TASK INSTRUCTIONS: Can you continue the passage on small experiments and claimed scientific breakthroughs, picking up right after its last sentence?
EXERCISE PASSAGE Block Start
Both the researcher and the publicist forgot the alternative explanation that maybe they are just observing variation in some small group that does not reflect any general patterns in the population. That is, maybe no explanation is necessary, just as we don’t actually need to crack open our physics books to explain why Daryl Bem managed to find some statistically significant interactions in his data.
The aching desire for regular scientific breakthroughs
Let me say it again, with reference to the paper by Ziv that got this all started. On one hand, sure, maybe it’s really true that “background positive music increases people’s willingness to do others harm,” despite that the author herself writes that “a large number of studies examining the effects of music in various settings have suggested” the opposite.
But here’s the larger question. Why should we think at all that a little experiment on 200 college students should provides convincing evidence overturning much of what we might expect about the effects of music. Sure, it’s possible—but just barely. What I’m objecting to here is the idea—encouraged, I fear, by lots and lots of statistics textbooks, including my own, that you can routinely learn eternal truths about human nature via these little tabletop experiments.
Yes, there are examples of small, clean paradigm-destroying studies, but they’re hardly routine, and I think it’s a disaster of both scientific practice and scientific communication that everyday noisy experiments are framed this way.
EXERCISE PASSAGE Block End
STORED DATA Block Start
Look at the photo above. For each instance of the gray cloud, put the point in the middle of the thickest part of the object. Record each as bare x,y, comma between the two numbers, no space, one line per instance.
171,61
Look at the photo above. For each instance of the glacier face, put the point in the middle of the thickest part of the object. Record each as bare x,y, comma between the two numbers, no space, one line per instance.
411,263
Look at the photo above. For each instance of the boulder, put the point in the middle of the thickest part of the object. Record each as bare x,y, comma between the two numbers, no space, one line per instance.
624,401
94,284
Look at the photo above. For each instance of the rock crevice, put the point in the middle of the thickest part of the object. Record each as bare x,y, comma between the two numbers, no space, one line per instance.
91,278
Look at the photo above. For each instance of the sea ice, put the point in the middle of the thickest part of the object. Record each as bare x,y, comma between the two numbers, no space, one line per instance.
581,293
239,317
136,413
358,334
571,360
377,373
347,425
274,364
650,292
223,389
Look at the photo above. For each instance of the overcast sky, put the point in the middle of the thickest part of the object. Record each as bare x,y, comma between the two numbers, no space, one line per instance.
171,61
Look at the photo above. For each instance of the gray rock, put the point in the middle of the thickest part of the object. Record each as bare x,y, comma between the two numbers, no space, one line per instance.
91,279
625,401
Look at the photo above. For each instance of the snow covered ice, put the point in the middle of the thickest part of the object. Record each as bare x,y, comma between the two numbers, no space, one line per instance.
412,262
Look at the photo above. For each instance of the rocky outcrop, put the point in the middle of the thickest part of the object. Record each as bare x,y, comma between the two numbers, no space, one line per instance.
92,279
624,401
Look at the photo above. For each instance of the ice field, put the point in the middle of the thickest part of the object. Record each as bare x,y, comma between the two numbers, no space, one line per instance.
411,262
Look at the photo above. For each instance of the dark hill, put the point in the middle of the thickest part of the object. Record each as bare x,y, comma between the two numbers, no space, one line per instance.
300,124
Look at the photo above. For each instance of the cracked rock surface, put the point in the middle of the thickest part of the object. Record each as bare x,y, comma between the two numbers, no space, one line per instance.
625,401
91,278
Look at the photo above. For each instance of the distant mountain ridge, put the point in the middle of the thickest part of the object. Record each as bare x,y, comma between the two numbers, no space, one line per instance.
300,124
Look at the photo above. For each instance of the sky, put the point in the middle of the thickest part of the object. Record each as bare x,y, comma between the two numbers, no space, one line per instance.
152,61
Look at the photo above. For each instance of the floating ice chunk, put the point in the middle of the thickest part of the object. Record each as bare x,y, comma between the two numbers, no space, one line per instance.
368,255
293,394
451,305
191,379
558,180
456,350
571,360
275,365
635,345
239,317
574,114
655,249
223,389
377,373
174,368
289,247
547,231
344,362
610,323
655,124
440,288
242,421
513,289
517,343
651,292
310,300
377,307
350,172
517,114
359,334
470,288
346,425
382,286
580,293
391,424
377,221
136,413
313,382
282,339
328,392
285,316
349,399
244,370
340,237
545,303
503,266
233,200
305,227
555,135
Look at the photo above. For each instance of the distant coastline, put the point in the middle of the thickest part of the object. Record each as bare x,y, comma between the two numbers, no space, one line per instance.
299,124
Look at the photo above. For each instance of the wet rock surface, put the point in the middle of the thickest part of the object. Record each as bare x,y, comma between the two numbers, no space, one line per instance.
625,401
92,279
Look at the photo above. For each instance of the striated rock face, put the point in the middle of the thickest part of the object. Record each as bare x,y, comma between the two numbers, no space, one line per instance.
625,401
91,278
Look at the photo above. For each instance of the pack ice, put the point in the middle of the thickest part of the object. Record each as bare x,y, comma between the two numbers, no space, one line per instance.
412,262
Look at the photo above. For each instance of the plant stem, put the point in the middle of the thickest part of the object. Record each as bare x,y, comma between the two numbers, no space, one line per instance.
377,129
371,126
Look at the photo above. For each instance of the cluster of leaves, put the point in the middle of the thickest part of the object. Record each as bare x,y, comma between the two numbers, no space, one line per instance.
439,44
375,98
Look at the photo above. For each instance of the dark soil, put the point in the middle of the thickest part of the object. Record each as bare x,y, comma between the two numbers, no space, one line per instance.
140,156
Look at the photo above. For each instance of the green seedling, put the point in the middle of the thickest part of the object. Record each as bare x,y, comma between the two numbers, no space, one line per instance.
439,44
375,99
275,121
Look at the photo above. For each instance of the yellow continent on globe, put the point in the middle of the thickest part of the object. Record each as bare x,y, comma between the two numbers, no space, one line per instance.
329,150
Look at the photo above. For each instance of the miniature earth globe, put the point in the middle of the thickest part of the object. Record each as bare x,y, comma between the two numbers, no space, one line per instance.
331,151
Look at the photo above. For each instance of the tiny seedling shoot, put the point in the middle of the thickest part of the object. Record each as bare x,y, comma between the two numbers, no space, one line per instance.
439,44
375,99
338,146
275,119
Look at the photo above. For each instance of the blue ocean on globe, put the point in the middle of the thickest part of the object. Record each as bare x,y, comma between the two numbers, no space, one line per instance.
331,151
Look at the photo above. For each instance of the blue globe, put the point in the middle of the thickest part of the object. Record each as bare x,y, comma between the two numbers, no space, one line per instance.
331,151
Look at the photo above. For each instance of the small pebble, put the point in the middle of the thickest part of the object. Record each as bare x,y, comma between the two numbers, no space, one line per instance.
STORED DATA Block End
EXPECTED ANSWER:
Discovery doesn’t generally come so easily.
This might seem to be a downbeat conclusion, but in many ways it’s an optimistic statement about the natural and social world. Imagine if the world as presented in “Psychological Science” papers were the real world. If so, we’d routinely be re-evaluating everything we thought we knew about human interactions. Decades of research on public opinion, smashed by a five-question survey on 100 or so Mechanical Turk participants. Centuries of physics overturned by a statistically significant p-value discovered by Daryl Bem. Hundreds of years of data on sex ratios of children, all needing to be reinterpreted because of a pattern some sociologist found in some old survey data. Etc.
What a horrible, capricious world that would be.
Luckily for us, as social scientists and as humans trying to understand the world, there is some regularity in how we act and how we interact, a regularity enforced by the laws of physics, the laws of biology, and by the underlying logic of human interactions as expressed in economics, political science, and so forth. There are not actually 365 world-shaking psychology findings each year, and the strategy of run-an-experiment-on-some-nearby-people-and-then-find-some-statistically-significant-comparisons-in-your-data is not a reliable way to discover eternal truths.
And I think it’s time for the Association for Psychological Science and the British Psychological Society to wake up, and to realize that their problem is not just with one bad study here and one bad study there, or even with misapplication of certain statistical methods, but with their larger paradigm, their implicit model for scientific discovery, which is terribly flawed.
And that’s why I wrote this post. I could care less on the effect of pleasant background music to change people’s propensities to be mean. But I do care about how we do science.